### TASK TO CARRY OUT
Down to the last line, reproduce the data that follows, but skip the pictures.

--- START ---

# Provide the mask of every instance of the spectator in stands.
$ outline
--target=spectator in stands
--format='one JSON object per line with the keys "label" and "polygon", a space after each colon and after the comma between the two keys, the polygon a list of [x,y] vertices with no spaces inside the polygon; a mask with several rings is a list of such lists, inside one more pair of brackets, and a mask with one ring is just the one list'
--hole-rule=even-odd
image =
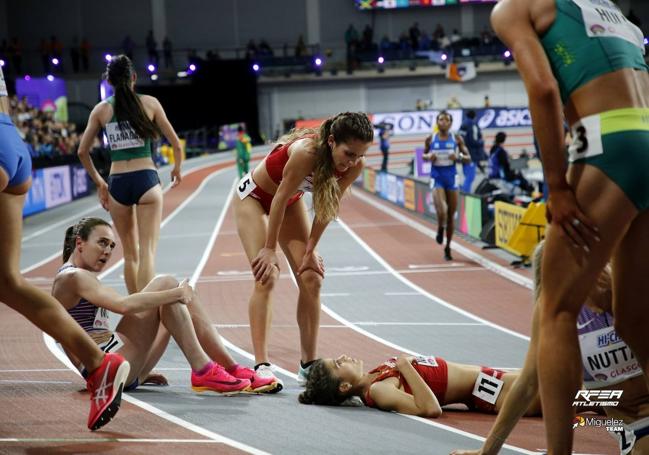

--- END ---

### ANSWER BELOW
# Provide the mask of every instance of the spectator in stands.
$ outline
--target=spectator in stands
--format='one JSON object per line with the keys "label" and "polygon", a space after each colon and after the comma between the two keys, the polygon a list of [x,y] vertices with no spaces inside the polygon; a mask with several rings is a list of such lists, inside one more pair of brackets, and a mask with one ring is just the one list'
--hole-rule=even-odd
image =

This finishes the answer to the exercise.